-- begin --

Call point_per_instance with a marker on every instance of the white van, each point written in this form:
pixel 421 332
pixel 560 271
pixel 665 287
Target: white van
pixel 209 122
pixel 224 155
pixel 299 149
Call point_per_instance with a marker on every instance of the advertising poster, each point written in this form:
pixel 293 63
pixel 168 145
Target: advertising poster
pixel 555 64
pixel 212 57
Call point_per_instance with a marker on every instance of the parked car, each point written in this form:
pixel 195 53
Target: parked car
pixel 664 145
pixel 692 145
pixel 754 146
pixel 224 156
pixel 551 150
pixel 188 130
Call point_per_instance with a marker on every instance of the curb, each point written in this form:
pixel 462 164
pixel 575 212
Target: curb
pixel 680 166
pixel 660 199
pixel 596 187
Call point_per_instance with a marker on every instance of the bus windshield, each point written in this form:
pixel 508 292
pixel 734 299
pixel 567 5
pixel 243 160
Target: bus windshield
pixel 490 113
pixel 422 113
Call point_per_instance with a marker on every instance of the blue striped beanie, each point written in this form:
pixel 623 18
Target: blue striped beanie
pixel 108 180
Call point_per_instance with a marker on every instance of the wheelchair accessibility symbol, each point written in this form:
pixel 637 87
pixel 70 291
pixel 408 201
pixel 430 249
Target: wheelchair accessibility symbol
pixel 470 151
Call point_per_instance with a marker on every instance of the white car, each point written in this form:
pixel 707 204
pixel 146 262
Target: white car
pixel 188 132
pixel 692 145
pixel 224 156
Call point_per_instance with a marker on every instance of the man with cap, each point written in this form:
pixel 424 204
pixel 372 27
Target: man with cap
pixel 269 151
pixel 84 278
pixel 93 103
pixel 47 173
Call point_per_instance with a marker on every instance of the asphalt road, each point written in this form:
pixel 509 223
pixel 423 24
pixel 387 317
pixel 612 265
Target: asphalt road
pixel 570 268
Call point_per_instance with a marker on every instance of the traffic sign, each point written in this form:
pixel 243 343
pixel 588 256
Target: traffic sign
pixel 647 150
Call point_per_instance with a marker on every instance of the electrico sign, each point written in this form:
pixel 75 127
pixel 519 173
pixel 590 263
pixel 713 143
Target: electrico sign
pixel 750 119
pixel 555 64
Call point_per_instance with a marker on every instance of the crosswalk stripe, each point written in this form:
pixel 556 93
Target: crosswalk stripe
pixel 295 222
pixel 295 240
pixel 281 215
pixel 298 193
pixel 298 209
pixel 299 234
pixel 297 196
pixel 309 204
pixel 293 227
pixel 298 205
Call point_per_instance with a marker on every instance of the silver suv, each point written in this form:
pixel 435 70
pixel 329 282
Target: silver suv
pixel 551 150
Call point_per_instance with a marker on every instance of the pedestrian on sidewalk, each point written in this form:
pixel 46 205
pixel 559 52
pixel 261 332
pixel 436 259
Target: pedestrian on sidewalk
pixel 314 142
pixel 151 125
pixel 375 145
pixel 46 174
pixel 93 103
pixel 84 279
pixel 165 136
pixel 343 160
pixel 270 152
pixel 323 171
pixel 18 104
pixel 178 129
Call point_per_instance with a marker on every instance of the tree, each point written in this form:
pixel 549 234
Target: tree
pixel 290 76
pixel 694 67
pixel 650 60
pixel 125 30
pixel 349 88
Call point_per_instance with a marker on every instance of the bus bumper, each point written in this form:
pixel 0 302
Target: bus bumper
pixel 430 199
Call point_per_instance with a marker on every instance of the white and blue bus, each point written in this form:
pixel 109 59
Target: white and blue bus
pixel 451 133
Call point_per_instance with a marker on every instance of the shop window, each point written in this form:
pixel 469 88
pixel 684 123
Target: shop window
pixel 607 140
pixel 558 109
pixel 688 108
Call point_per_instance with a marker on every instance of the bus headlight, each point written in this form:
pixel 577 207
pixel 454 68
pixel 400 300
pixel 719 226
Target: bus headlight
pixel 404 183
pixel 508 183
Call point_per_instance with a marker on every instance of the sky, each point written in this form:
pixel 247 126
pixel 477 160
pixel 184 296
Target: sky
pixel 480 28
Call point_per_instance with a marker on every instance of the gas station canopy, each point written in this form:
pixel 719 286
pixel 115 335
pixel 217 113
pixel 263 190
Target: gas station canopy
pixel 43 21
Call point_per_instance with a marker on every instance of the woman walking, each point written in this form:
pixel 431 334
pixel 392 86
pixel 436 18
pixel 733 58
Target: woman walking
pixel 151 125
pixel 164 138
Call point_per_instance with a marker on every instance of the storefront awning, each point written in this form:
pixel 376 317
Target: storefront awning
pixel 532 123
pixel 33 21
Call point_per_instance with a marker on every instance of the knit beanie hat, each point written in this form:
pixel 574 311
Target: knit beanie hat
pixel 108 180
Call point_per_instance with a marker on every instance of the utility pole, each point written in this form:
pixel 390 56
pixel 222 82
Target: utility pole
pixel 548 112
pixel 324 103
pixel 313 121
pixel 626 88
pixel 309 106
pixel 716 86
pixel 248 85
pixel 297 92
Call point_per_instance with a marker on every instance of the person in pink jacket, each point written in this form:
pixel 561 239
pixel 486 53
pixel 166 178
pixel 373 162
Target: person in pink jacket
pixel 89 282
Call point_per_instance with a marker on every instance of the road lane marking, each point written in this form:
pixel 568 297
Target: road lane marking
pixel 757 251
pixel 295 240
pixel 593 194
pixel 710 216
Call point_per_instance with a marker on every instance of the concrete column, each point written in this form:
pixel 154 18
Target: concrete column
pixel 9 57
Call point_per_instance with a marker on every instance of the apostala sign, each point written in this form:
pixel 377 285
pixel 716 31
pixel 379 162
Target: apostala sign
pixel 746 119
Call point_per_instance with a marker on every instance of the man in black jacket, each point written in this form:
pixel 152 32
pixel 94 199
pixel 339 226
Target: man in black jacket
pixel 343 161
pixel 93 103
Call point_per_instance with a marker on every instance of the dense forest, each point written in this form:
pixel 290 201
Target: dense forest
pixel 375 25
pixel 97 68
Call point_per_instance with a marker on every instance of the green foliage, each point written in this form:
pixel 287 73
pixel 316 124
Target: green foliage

-- end --

Your goal >>
Turn all of the data above into a numbered list with one line per item, omitting any blank lines.

Solution >>
1. Call point_per_instance with a marker on every instance of the white van, each point written in this form:
2. pixel 421 332
3. pixel 560 271
4. pixel 665 287
5. Target: white van
6. pixel 209 122
7. pixel 224 155
8. pixel 299 149
9. Call point_per_instance with a marker on every instance of the advertising poster, each point written in this form:
10. pixel 293 63
11. pixel 168 145
12. Target: advertising poster
13. pixel 555 64
14. pixel 212 57
15. Call point_per_instance with a marker on every instance of the parked car, each point written in this form:
16. pixel 195 53
17. Target: parked car
18. pixel 664 145
19. pixel 692 145
20. pixel 754 146
21. pixel 224 156
22. pixel 551 150
23. pixel 188 130
24. Call point_per_instance with a marker on every instance of the curb, each point written in this form:
25. pixel 462 164
26. pixel 575 212
27. Target: curb
28. pixel 680 166
29. pixel 660 199
30. pixel 596 187
31. Call point_per_instance with a marker on every instance of the bus windshield, each point written in this form:
32. pixel 508 292
33. pixel 734 299
34. pixel 567 5
35. pixel 243 160
36. Target: bus windshield
37. pixel 490 113
38. pixel 422 113
39. Call point_per_instance with a marker on every instance of the blue striped beanie, each point written in this form:
40. pixel 623 18
41. Target: blue striped beanie
42. pixel 108 180
43. Call point_per_instance with a marker on every instance of the wheelchair accessibility symbol, each point written in this form:
44. pixel 637 87
45. pixel 70 291
46. pixel 408 201
47. pixel 430 249
48. Target: wheelchair accessibility symbol
49. pixel 470 151
50. Call point_per_instance with a marker on every instance of the white car, each point written in this form:
51. pixel 707 204
52. pixel 146 262
53. Target: white car
54. pixel 188 132
55. pixel 692 145
56. pixel 224 156
57. Call point_per_instance with a marker on every instance of the man with cap, each point written in this form:
58. pixel 424 204
59. pixel 372 27
60. Target: man with cap
61. pixel 269 151
62. pixel 84 278
63. pixel 93 103
64. pixel 47 173
65. Call point_per_instance with a marker on every instance of the asphalt road, each point written in this form:
66. pixel 509 223
67. pixel 423 24
68. pixel 387 317
69. pixel 612 265
70. Target: asphalt road
71. pixel 570 268
72. Call point_per_instance with a marker on every instance of the traffic sign, each point written in this form:
73. pixel 243 343
74. pixel 588 256
75. Target: traffic sign
76. pixel 647 150
77. Call point_per_instance with a marker on every instance of the electrico sign, each point written in this form:
78. pixel 75 127
79. pixel 519 173
80. pixel 590 263
81. pixel 713 143
82. Target: electrico sign
83. pixel 750 119
84. pixel 555 64
85. Call point_per_instance with a marker on every instance of the crosswalk stripe, each point written in this form:
86. pixel 556 93
87. Target: crosswalk stripe
88. pixel 295 222
89. pixel 295 240
90. pixel 281 215
91. pixel 298 193
92. pixel 298 209
93. pixel 299 234
94. pixel 297 196
95. pixel 309 204
96. pixel 293 227
97. pixel 298 205
98. Call point_per_instance with a marker on every instance of the silver suv, each point written in this form:
99. pixel 435 70
100. pixel 329 282
101. Target: silver suv
102. pixel 551 150
103. Call point_per_instance with a marker on every instance of the pedestrian on sidewalk, each point written in this form:
104. pixel 46 205
105. pixel 559 52
106. pixel 261 332
107. pixel 436 259
108. Target: pedestrian on sidewalk
109. pixel 314 142
110. pixel 151 125
111. pixel 375 145
112. pixel 46 174
113. pixel 93 103
114. pixel 84 279
115. pixel 165 136
116. pixel 343 160
117. pixel 270 152
118. pixel 323 171
119. pixel 18 104
120. pixel 178 129
121. Call point_per_instance with a marker on every instance of the tree, each point written in this form:
122. pixel 549 234
123. Target: tree
124. pixel 290 76
125. pixel 694 67
126. pixel 650 60
127. pixel 125 30
128. pixel 349 88
129. Call point_per_instance with a marker on every instance of the bus bumper, each point written in this form:
130. pixel 0 302
131. Target: bus bumper
132. pixel 430 199
133. Call point_per_instance with a marker on every instance of the white and blue bus, each point written in this form:
134. pixel 109 59
135. Target: white and blue bus
136. pixel 451 133
137. Call point_per_instance with a marker on every instance of the shop window, each point written in this form:
138. pixel 469 88
139. pixel 684 123
140. Target: shop window
141. pixel 607 140
142. pixel 558 109
143. pixel 688 108
144. Call point_per_instance with a marker on every instance of the bus headlight, each point written in this form:
145. pixel 577 207
146. pixel 454 68
147. pixel 400 300
148. pixel 719 226
149. Target: bus headlight
150. pixel 404 183
151. pixel 508 183
152. Call point_per_instance with a marker on every instance of the sky, each point written in this form:
153. pixel 247 126
154. pixel 477 160
155. pixel 184 296
156. Target: sky
157. pixel 480 28
158. Call point_per_instance with a marker on every instance of the gas station canopy, each point written in this form:
159. pixel 719 286
160. pixel 115 335
161. pixel 217 113
162. pixel 263 190
163. Target: gas station canopy
164. pixel 43 21
165. Call point_per_instance with a marker on every instance of the woman walking, each point written in this form:
166. pixel 431 334
167. pixel 392 86
168. pixel 436 18
169. pixel 733 58
170. Target: woman walking
171. pixel 151 125
172. pixel 164 138
173. Call point_per_instance with a marker on every instance of the storefront awning, each point written in this form:
174. pixel 376 317
175. Target: storefront awning
176. pixel 532 123
177. pixel 33 21
178. Call point_per_instance with a marker on every instance of the knit beanie hat, each point written in this form:
179. pixel 574 311
180. Target: knit beanie hat
181. pixel 108 180
182. Call point_per_instance with a marker on every instance of the utility pole, each point written in this form:
183. pixel 390 56
184. pixel 222 82
185. Target: utility pole
186. pixel 548 112
187. pixel 324 103
188. pixel 313 121
189. pixel 626 88
190. pixel 309 106
191. pixel 716 86
192. pixel 248 85
193. pixel 297 92
194. Call point_per_instance with a marker on every instance of the person in pink jacket, each point written in this form:
195. pixel 561 239
196. pixel 486 53
197. pixel 166 178
198. pixel 373 162
199. Target: person in pink jacket
200. pixel 89 282
201. Call point_per_instance with a marker on every instance of the road lane marking, each point written in this form:
202. pixel 568 297
203. Target: road lane marking
204. pixel 757 251
205. pixel 295 240
206. pixel 593 194
207. pixel 710 216
208. Call point_per_instance with a marker on every instance of the concrete column, each point written in this form:
209. pixel 154 18
210. Target: concrete column
211. pixel 9 57
212. Call point_per_instance with a marker on every instance of the apostala sign, each point written in this form:
213. pixel 377 285
214. pixel 716 31
215. pixel 379 162
216. Target: apostala sign
217. pixel 746 119
218. Call point_per_instance with a marker on every instance of the man in black jacket, each point written in this form:
219. pixel 152 32
220. pixel 94 199
221. pixel 339 226
222. Target: man in black jacket
223. pixel 343 161
224. pixel 93 103
225. Call point_per_instance with a marker on every instance of the dense forest, each point written in this form:
226. pixel 290 201
227. Target: dense forest
228. pixel 375 25
229. pixel 97 68
230. Call point_per_instance with a marker on every instance of the green foliage, each point written in this form:
231. pixel 287 73
232. pixel 316 124
233. Target: green foliage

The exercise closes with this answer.